Reproduce each of the records below verbatim, with no changes.

▶ [DATASET RECORDS]
================================
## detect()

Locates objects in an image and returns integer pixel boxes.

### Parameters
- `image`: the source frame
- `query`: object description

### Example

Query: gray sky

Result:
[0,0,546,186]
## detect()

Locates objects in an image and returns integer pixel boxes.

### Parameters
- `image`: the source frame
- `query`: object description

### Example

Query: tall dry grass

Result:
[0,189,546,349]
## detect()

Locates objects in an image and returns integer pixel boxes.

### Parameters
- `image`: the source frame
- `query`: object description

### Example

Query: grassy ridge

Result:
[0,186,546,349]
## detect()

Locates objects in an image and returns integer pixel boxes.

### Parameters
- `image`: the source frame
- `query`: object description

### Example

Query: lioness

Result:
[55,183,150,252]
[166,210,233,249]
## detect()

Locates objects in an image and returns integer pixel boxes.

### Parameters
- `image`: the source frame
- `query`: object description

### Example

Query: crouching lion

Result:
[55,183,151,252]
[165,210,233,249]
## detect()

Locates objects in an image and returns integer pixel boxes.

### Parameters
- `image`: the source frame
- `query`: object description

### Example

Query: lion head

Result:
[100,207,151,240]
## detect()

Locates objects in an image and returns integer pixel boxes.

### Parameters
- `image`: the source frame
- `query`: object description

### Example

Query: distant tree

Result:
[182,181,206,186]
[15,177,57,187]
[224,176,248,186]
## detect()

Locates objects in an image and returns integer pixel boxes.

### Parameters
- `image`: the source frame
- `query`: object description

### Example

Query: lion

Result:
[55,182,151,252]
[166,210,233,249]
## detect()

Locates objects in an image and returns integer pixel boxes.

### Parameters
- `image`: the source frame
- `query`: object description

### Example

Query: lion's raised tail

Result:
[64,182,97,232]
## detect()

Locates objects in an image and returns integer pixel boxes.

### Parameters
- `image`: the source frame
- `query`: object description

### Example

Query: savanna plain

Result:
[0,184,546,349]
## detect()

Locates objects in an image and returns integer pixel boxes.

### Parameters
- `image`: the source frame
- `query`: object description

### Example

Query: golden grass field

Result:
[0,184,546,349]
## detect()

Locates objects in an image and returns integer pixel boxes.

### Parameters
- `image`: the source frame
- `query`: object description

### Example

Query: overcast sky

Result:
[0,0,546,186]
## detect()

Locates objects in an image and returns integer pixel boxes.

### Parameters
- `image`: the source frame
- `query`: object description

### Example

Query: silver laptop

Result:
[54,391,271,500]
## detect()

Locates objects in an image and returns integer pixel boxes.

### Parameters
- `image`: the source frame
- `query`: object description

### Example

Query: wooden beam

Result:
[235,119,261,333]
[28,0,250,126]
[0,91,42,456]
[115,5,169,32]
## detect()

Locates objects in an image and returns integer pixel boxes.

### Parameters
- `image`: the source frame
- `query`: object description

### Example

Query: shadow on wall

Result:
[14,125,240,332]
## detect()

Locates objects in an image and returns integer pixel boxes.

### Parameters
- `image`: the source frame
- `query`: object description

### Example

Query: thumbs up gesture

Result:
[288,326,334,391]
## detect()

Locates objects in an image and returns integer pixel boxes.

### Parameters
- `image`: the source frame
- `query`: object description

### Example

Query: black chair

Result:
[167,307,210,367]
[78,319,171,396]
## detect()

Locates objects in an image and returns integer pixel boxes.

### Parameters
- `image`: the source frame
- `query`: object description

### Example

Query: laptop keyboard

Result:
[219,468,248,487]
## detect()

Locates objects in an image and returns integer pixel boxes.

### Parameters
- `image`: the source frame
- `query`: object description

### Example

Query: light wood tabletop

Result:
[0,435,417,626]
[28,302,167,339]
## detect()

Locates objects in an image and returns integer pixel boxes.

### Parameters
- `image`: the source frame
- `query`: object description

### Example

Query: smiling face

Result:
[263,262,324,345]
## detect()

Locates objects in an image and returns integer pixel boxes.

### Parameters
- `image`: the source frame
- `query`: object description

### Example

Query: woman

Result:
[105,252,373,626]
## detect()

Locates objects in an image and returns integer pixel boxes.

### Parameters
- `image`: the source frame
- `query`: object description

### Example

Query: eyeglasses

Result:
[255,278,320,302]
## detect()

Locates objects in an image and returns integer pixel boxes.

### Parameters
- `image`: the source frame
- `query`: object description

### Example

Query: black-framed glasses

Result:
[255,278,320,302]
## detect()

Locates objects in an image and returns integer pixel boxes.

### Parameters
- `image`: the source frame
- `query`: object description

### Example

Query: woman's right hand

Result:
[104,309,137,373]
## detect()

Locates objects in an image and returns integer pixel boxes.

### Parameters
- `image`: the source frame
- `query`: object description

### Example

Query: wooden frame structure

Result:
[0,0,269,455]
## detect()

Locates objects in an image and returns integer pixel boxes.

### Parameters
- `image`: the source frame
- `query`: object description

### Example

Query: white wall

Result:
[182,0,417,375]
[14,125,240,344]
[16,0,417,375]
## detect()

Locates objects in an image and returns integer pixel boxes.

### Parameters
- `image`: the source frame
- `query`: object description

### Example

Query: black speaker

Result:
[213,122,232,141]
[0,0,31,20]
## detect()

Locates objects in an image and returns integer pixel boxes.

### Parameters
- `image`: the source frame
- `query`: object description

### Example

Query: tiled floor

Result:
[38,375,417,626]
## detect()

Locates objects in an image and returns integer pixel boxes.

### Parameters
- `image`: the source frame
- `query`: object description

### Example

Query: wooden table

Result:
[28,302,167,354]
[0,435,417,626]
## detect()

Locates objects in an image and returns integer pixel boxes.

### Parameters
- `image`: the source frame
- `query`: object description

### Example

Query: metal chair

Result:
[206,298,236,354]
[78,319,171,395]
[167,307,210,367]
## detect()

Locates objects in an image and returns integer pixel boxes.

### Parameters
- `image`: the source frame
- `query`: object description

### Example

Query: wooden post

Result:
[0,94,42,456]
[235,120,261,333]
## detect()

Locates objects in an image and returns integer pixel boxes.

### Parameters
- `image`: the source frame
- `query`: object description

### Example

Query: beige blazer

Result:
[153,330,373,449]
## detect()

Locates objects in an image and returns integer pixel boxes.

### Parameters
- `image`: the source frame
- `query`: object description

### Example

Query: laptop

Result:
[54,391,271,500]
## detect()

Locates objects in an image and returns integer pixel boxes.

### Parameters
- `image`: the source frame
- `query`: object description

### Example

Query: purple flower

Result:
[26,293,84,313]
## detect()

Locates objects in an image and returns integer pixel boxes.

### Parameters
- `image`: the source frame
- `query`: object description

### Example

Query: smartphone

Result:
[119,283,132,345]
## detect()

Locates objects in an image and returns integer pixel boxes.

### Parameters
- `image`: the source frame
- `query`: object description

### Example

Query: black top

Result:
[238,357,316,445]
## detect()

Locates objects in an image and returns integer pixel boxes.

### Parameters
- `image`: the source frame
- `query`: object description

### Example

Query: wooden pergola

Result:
================================
▶ [EXERCISE SOLUTION]
## detect()

Locates objects in an image and returns integer pixel boxes.

### Parameters
- `image`: the source frame
- `query`: object description

### Example

Query: gray sky

Result:
[0,0,546,186]
## detect()

Locates objects in an image and returns integer pixel boxes.

### Parameters
- `image`: the source frame
- `query`: object description

### Example

Query: tall dry grass

Result:
[0,189,546,349]
## detect()

Locates objects in an image and returns integer pixel boxes.

### Parameters
- `image`: the source frame
- `query`: object description

### Example

Query: grassy ridge

Result:
[0,186,546,349]
## detect()

Locates objects in an image and returns integer pixel boxes.

### Parameters
- `image`: the source frame
- `query`: object description

### Example

Query: lioness

Result:
[55,183,150,252]
[166,210,233,249]
## detect()

Locates objects in an image and returns integer pixel boxes.

### Parameters
- `image`: the source frame
- `query`: object description

### Example

Query: crouching lion

Result:
[55,183,151,252]
[165,210,233,249]
## detect()

Locates objects in an image and returns integer pixel boxes.

### Parameters
- `image`: the source frame
- `query`: object description

### Example

Query: lion head

Result:
[100,207,151,240]
## detect()

Locates objects in an image and returns integer pixel boxes.

### Parameters
- `image`: the source frame
- `query`: object description

### Example

Query: distant tree

Result:
[182,181,206,186]
[15,177,57,187]
[224,176,248,186]
## detect()

Locates objects in an image and returns integer pixel boxes.

### Parameters
- `image`: the source frame
- `query`: object description

### Example

Query: lion

Result:
[55,182,151,252]
[166,210,233,249]
## detect()

Locates objects in an image and returns integer pixel boxes.

### Parameters
- `image`: the source frame
- `query`: object description

### Example

Query: lion's raised tail

Result:
[64,182,97,232]
## detect()

Locates objects in an image and returns integer pixel boxes.

### Parameters
- `image`: the source frame
- `query`: object description

### Example

Query: savanna plain

Result:
[0,184,546,349]
## detect()

Locates objects in an image and returns integer pixel boxes.

### Parameters
- `image`: the source frame
- `query`: object description

### Example

Query: golden grass field

Result:
[0,184,546,349]
## detect()

Locates objects in an image and returns integer pixel boxes.

### Parameters
- `image`: the source frame
- `query`: object description

### Example

Query: overcast sky

Result:
[0,0,546,186]
## detect()

Locates objects in an image and returns integer pixel boxes.

### Parameters
- `image`: the source frame
- `query`: object description

### Example

Query: silver laptop

Result:
[54,391,271,500]
## detect()

Locates objects in an image and returns integer pixel boxes.

### Parameters
- `image`: the source frame
- `query`: object description

### Example

Query: wooden beam

Result:
[235,119,261,333]
[28,0,250,126]
[0,91,42,456]
[115,5,169,32]
## detect()

Locates objects in an image and returns integer pixel boxes.

### Parameters
- `image`: the source frame
- `query`: object description

### Example

Query: shadow on wall

Result:
[14,125,240,332]
## detect()

Locates objects in an image and returns integer pixel boxes.

### Parameters
- `image`: the source frame
- `query`: object description

### Example

Query: thumbs up gesture

Result:
[288,326,334,391]
## detect()

Locates objects in an image and returns integer pixel boxes.

### Parameters
- `image`: the source frame
- `query`: object description

### Example

Query: black chair

Result:
[167,307,210,367]
[78,319,171,396]
## detect()

Locates objects in an image and returns integer pixel boxes.

### Parameters
- `image`: the source frame
- `query`: object description

### Example

Query: laptop keyboard

Result:
[219,468,248,487]
## detect()

Locates objects in an image and returns integer pixel boxes.

### Parameters
- `image`: the source frame
- `query`: object description

### Example

Query: light wood tabletop

Result:
[0,435,417,626]
[28,302,167,339]
## detect()

Locates objects in an image and returns integer pixel boxes.

### Parameters
- `image`: the source frame
- `query`: object description

### Example

Query: smiling face

Result:
[263,262,324,345]
## detect()

Locates objects in an image and returns integer pixel boxes.

### Parameters
- `image`: the source frame
- `query`: object description

### Example

Query: woman

Result:
[105,252,373,626]
## detect()

Locates objects in an image and returns integer pixel boxes.

### Parameters
- `image`: the source frame
- `query`: object description

### Example

Query: eyeglasses

Result:
[255,278,320,302]
## detect()

Locates objects in an image and returns integer pixel boxes.

### Parameters
- `image`: the source frame
- `query`: object description

### Example

Query: black-framed glasses

Result:
[255,278,320,302]
## detect()

Locates objects in an image and returns integer pixel boxes.

### Parameters
- `image`: the source frame
- `query`: object description

### Example

Query: woman's right hand

Result:
[104,309,137,373]
## detect()

Locates objects in an image and returns integer pixel boxes.

### Parameters
- `image`: the source frame
- `query`: object description

### Example

Query: wooden frame structure

Result:
[0,0,269,455]
## detect()

Locates objects in an image and returns integer pixel boxes.

### Parameters
- `image`: the source frame
- `query`: object description

### Example

Query: white wall

Result:
[182,0,417,375]
[14,125,240,344]
[16,0,417,375]
## detect()

Locates objects in an image and returns integer pixel boxes.

### Parameters
- `image`: the source frame
- `query`: object description

### Example

Query: black speaker

Result:
[213,122,232,141]
[0,0,31,20]
## detect()

Locates objects in an image and returns integer pixel boxes.

### Parameters
- `image`: the source frame
- `query`: object description

### Example

Query: tiled floor

Result:
[38,375,417,626]
## detect()

Locates objects in an image and returns integer pixel boxes.

### Parameters
- `image`: the source frame
- `query`: object description

### Example

Query: wooden table

Result:
[28,302,167,354]
[0,435,417,626]
## detect()

Locates objects in an image and returns integer pixel boxes.

### Parameters
- `image`: the source frame
- `query`: object description

### Example

Query: metal chair

Result:
[206,298,236,354]
[78,319,171,395]
[167,307,210,367]
## detect()

Locates objects in an image and returns integer pixel boxes.

### Parameters
- `image`: the source frame
- `query`: object description

### Example

Query: wooden post

Result:
[0,94,42,456]
[235,120,261,333]
## detect()

Locates objects in an image and returns integer pixel boxes.

### Parameters
- `image`: the source frame
- `query`: object description

### Example

Query: beige blazer

Result:
[153,330,373,449]
## detect()

Locates objects in an image and returns integer pixel boxes.

### Parameters
- `image`: the source frame
- `query`: object description

### Example

Query: laptop

Result:
[54,391,271,500]
## detect()

Locates objects in an image and returns integer pixel boxes.

### Parameters
- `image`: the source frame
- `query`: object description

### Example

Query: purple flower

Result:
[26,293,84,313]
## detect()

Locates objects in an image and returns integer pixel boxes.

### Parameters
- `image`: the source frame
- `query`: object description

### Example

Query: smartphone

Result:
[119,283,132,345]
## detect()

Locates objects in an image and returns integer pixel boxes.

### Parameters
- `image`: the source frame
- `query`: object description

### Example

Query: black top

Result:
[238,357,316,445]
## detect()

Locates objects in an image and returns integer pixel boxes.

### Parameters
- `image`: the source frame
- `query`: object description

### Example

Query: wooden pergola

Result:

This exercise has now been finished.